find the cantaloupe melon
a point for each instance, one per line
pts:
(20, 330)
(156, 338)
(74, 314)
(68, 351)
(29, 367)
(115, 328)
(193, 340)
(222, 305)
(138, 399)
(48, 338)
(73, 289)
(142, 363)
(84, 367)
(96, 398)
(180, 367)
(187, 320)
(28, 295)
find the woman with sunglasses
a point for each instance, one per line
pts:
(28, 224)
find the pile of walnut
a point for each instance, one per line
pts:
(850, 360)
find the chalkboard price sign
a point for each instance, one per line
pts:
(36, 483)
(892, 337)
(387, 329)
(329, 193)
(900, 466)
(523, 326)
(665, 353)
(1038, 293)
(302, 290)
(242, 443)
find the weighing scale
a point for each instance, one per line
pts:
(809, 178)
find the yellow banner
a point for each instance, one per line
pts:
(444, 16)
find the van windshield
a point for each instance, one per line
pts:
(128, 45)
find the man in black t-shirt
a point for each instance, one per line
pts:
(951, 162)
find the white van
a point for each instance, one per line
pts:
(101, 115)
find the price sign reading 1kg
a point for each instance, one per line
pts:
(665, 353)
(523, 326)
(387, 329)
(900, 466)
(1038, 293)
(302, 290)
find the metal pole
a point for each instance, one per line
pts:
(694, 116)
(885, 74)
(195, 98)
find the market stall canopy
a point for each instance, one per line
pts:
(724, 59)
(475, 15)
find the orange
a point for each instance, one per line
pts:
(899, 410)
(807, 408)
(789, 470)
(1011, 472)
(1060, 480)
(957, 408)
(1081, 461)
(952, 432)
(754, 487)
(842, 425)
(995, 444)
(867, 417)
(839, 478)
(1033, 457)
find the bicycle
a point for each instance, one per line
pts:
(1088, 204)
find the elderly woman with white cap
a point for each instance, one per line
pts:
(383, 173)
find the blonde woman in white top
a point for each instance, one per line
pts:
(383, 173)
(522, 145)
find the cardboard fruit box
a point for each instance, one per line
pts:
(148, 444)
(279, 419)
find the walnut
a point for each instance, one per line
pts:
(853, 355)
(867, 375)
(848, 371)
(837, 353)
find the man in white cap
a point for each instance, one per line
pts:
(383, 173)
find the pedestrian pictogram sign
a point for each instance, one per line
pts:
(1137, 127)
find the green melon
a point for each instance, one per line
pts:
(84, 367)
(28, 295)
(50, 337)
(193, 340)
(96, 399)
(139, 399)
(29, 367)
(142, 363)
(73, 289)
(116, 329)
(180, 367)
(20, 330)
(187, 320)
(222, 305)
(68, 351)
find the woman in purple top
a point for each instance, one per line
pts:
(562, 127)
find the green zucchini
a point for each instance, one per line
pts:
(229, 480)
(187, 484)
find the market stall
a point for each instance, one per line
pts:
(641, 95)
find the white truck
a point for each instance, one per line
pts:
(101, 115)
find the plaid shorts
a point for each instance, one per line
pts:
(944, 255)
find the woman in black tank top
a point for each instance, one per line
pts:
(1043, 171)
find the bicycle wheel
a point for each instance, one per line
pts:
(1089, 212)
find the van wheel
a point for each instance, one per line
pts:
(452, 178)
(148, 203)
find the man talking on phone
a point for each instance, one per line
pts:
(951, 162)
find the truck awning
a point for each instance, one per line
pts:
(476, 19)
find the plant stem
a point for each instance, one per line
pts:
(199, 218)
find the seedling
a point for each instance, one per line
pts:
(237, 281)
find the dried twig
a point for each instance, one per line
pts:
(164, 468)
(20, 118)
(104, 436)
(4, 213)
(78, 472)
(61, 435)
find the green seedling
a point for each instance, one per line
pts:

________________________

The string to find is "seedling"; copy every line of the listing that has it.

● **Exercise result**
find the seedling
find the green seedling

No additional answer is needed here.